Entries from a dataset
_ _ _

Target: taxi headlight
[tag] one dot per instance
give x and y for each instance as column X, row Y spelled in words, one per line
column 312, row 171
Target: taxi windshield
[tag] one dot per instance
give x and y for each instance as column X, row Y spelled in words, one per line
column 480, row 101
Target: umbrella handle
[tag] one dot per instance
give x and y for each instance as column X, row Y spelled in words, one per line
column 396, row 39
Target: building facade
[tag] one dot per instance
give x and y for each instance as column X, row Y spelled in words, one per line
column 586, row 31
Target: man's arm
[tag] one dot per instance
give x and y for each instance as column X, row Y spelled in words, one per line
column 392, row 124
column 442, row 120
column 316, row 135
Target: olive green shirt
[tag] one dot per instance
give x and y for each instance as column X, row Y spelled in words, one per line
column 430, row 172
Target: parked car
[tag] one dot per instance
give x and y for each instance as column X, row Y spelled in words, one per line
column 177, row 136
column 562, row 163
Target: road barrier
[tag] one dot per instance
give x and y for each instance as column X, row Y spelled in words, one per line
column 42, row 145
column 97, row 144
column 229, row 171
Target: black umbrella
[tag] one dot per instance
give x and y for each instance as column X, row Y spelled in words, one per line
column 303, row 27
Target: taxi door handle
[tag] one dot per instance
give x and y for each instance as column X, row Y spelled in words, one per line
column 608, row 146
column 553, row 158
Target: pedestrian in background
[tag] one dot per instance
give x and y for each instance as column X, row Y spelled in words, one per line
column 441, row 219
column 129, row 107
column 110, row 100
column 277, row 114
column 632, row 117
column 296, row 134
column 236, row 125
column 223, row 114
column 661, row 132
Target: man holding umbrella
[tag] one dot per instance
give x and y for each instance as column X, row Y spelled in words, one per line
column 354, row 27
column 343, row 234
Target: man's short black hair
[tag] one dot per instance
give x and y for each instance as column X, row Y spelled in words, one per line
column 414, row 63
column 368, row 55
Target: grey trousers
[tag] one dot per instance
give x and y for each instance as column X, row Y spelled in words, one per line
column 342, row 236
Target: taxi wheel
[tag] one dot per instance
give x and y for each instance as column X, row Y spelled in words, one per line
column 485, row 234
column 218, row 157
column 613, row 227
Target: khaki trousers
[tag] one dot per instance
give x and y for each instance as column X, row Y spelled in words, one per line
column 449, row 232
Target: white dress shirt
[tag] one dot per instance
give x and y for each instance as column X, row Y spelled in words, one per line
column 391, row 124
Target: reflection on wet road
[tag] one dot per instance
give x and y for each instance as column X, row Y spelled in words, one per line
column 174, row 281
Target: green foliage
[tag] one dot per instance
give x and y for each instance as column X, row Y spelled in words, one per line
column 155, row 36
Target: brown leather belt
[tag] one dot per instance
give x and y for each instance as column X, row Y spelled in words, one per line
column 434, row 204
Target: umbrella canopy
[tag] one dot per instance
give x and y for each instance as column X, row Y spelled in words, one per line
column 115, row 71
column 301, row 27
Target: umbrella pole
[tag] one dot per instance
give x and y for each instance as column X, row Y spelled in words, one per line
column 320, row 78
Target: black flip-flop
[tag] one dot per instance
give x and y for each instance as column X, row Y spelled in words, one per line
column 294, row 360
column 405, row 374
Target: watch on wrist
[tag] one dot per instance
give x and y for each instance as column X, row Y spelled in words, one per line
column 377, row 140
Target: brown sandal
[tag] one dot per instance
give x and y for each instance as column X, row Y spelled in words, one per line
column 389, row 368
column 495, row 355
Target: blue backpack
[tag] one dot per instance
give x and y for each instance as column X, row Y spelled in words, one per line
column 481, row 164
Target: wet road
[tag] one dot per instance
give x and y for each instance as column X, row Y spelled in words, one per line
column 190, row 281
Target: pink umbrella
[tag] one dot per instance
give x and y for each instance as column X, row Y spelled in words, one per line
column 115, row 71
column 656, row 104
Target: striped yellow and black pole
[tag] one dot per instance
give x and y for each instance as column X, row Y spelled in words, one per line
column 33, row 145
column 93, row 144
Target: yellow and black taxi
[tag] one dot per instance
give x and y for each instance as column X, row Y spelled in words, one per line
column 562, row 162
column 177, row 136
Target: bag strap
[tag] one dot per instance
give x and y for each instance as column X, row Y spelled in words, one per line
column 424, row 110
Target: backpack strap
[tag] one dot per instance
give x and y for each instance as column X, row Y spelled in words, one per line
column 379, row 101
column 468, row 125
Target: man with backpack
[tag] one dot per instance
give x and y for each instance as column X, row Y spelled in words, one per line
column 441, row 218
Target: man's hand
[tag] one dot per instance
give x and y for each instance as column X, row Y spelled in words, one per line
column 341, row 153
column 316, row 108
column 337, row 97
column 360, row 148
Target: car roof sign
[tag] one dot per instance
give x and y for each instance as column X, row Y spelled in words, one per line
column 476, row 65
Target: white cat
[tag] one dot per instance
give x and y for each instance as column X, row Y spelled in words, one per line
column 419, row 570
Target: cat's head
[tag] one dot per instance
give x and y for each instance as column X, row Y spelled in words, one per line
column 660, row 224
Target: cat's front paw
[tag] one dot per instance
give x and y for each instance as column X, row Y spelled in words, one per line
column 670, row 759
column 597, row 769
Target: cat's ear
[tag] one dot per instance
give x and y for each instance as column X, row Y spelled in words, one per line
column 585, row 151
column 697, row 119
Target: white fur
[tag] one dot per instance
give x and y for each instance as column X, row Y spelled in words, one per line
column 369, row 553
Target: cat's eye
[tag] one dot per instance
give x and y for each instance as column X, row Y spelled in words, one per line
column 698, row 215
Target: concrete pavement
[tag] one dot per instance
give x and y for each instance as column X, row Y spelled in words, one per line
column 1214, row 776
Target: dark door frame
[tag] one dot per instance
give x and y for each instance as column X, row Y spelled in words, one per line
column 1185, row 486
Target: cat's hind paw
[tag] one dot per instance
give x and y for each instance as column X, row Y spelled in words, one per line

_ _ _

**WORK TO COMPLETE:** Write out every line of the entries above as a JSON list of strings, one string per line, skipping any blank lines.

**SOLUTION TO THE PROBLEM:**
[
  "Target: taxi headlight",
  "[tag] one dot per instance",
  "give x and y for each instance as column X, row Y spelled in words, one per line",
  "column 312, row 171",
  "Target: taxi windshield",
  "[tag] one dot per instance",
  "give x and y for each instance as column X, row Y spelled in words, one per line",
  "column 480, row 101",
  "Target: umbrella handle",
  "[tag] one dot per instance",
  "give x and y for each instance as column X, row Y spelled in words, one per line",
  "column 396, row 39",
  "Target: building facade",
  "[tag] one dot per instance",
  "give x and y for each instance as column X, row Y spelled in words, one per line",
  "column 586, row 31",
  "Target: man's arm",
  "[tag] one dot per instance",
  "give x and y for each instance as column X, row Y spelled in words, one per line",
  "column 392, row 124",
  "column 442, row 120",
  "column 316, row 135",
  "Target: olive green shirt",
  "[tag] one dot per instance",
  "give x and y for each instance as column X, row Y spelled in words, one per line",
  "column 430, row 172",
  "Target: parked car",
  "[tag] one dot per instance",
  "give x and y for each instance as column X, row Y spelled in words, one per line",
  "column 177, row 136",
  "column 562, row 163",
  "Target: road barrier",
  "[tag] one dot per instance",
  "give x and y for each instance as column X, row Y spelled in words, one per line",
  "column 42, row 145",
  "column 97, row 144",
  "column 229, row 171",
  "Target: black umbrella",
  "[tag] one dot per instance",
  "give x and y for each instance as column X, row Y spelled in words, one per line",
  "column 303, row 27",
  "Target: taxi door handle",
  "[tag] one dot per instance",
  "give x and y for each instance as column X, row Y spelled in words, one per line",
  "column 608, row 146",
  "column 553, row 158",
  "Target: pedestrian in background",
  "[tag] one dot per instance",
  "give x and y for each instance as column X, row Y spelled in words, one per line",
  "column 441, row 219",
  "column 129, row 107",
  "column 110, row 100",
  "column 277, row 114",
  "column 632, row 117",
  "column 296, row 134",
  "column 236, row 125",
  "column 223, row 114",
  "column 661, row 132",
  "Target: man holding umbrella",
  "[tag] one dot per instance",
  "give x and y for each instance as column X, row Y spelled in words, one per line",
  "column 354, row 27",
  "column 343, row 234",
  "Target: man's short black hair",
  "[tag] one dot per instance",
  "give x and y for each instance as column X, row Y spelled in words, one per line",
  "column 414, row 63",
  "column 368, row 55",
  "Target: grey trousers",
  "[tag] one dot per instance",
  "give x and y for each instance as column X, row Y spelled in words, one per line",
  "column 342, row 236",
  "Target: taxi wheel",
  "[tag] one dot per instance",
  "give x and y for each instance as column X, row Y spelled in words, one per line",
  "column 485, row 234",
  "column 218, row 157",
  "column 613, row 227",
  "Target: khaki trousers",
  "[tag] one dot per instance",
  "give x and y for each instance as column X, row Y spelled in words, one per line",
  "column 449, row 232",
  "Target: white dress shirt",
  "[tag] one dot per instance",
  "give x and y for each instance as column X, row Y spelled in words, one per line",
  "column 391, row 124",
  "Target: reflection on wet road",
  "[tag] one dot per instance",
  "give x and y for each instance as column X, row Y spelled in words, one per line",
  "column 174, row 281",
  "Target: green foliage",
  "[tag] one dot per instance",
  "give x and y for each instance as column X, row Y spelled in words, one per line",
  "column 155, row 36",
  "Target: brown leather belt",
  "[tag] one dot per instance",
  "give x and y for each instance as column X, row Y spelled in words, one per line",
  "column 434, row 204",
  "Target: umbrella canopy",
  "[tag] one dot per instance",
  "give x and y for each instance as column X, row Y spelled in words, one per line",
  "column 115, row 71",
  "column 301, row 27",
  "Target: umbrella pole",
  "[tag] one dot per instance",
  "give x and y for each instance as column X, row Y spelled in words, one per line",
  "column 320, row 78",
  "Target: black flip-flop",
  "[tag] one dot per instance",
  "give x and y for each instance as column X, row Y spelled in words, one per line",
  "column 294, row 360",
  "column 405, row 374",
  "Target: watch on wrist",
  "[tag] one dot per instance",
  "give x and y for each instance as column X, row Y spelled in words, one per line",
  "column 377, row 140",
  "Target: brown sandal",
  "[tag] one dot per instance",
  "give x and y for each instance as column X, row Y spelled in words, one per line",
  "column 389, row 368",
  "column 495, row 355",
  "Target: blue backpack",
  "[tag] one dot per instance",
  "give x and y for each instance as column X, row Y spelled in words, one per line",
  "column 481, row 164",
  "Target: wet road",
  "[tag] one dot per instance",
  "give x and y for each instance as column X, row Y spelled in words, one per line",
  "column 190, row 281",
  "Target: pink umbrella",
  "[tag] one dot per instance",
  "give x and y for each instance as column X, row Y spelled in words, one per line",
  "column 115, row 71",
  "column 656, row 104",
  "Target: striped yellow and black pole",
  "[tag] one dot per instance",
  "give x and y for each instance as column X, row Y spelled in words, one per line",
  "column 33, row 145",
  "column 93, row 144",
  "Target: yellow and black taxi",
  "[tag] one dot per instance",
  "give x and y for each instance as column X, row Y spelled in words, one per line",
  "column 562, row 162",
  "column 177, row 136",
  "Target: bag strap",
  "[tag] one dot per instance",
  "give x and y for each instance as column X, row Y spelled in words, one per line",
  "column 424, row 110",
  "Target: backpack strap",
  "[tag] one dot per instance",
  "give x and y for each instance as column X, row Y spelled in words, one per line",
  "column 379, row 101",
  "column 468, row 125",
  "Target: man with backpack",
  "[tag] one dot per instance",
  "give x and y for each instance as column X, row Y spelled in words, one per line",
  "column 441, row 218",
  "Target: man's hand",
  "[tag] one dot per instance",
  "give x and y for each instance as column X, row Y spelled in words, one per line",
  "column 341, row 153",
  "column 316, row 108",
  "column 337, row 97",
  "column 360, row 148",
  "Target: car roof sign",
  "[tag] one dot per instance",
  "give x and y for each instance as column X, row Y spelled in words, one per line",
  "column 476, row 65",
  "Target: white cat",
  "[tag] one dot per instance",
  "give x and y for each instance as column X, row Y spelled in words, one per line",
  "column 419, row 570",
  "Target: cat's head",
  "[tag] one dot per instance",
  "give x and y for each instance as column X, row Y spelled in words, one per line",
  "column 660, row 224",
  "Target: cat's front paw",
  "[tag] one dot per instance",
  "give x and y for each instance as column X, row Y spelled in words, one per line",
  "column 670, row 759",
  "column 597, row 769",
  "Target: cat's ear",
  "[tag] one dot per instance",
  "give x and y for each instance as column X, row Y spelled in words, one per line",
  "column 585, row 151",
  "column 697, row 119",
  "Target: white fur",
  "[tag] one dot per instance",
  "give x and y for each instance as column X, row Y spelled in words, one per line",
  "column 369, row 553",
  "Target: cat's eye",
  "[tag] one dot per instance",
  "give x and y for each instance as column X, row Y spelled in words, one per line",
  "column 698, row 215",
  "Target: concrete pavement",
  "[tag] one dot per instance",
  "give x and y for each instance as column X, row Y spelled in words, one per line",
  "column 1214, row 776",
  "Target: dark door frame",
  "[tag] one dot per instance",
  "give x and y for each instance as column X, row Y spelled in words, one per line",
  "column 1185, row 486",
  "Target: cat's hind paw",
  "[tag] one dot per instance",
  "give x and y for each instance as column X, row Y spelled in words, one per line"
]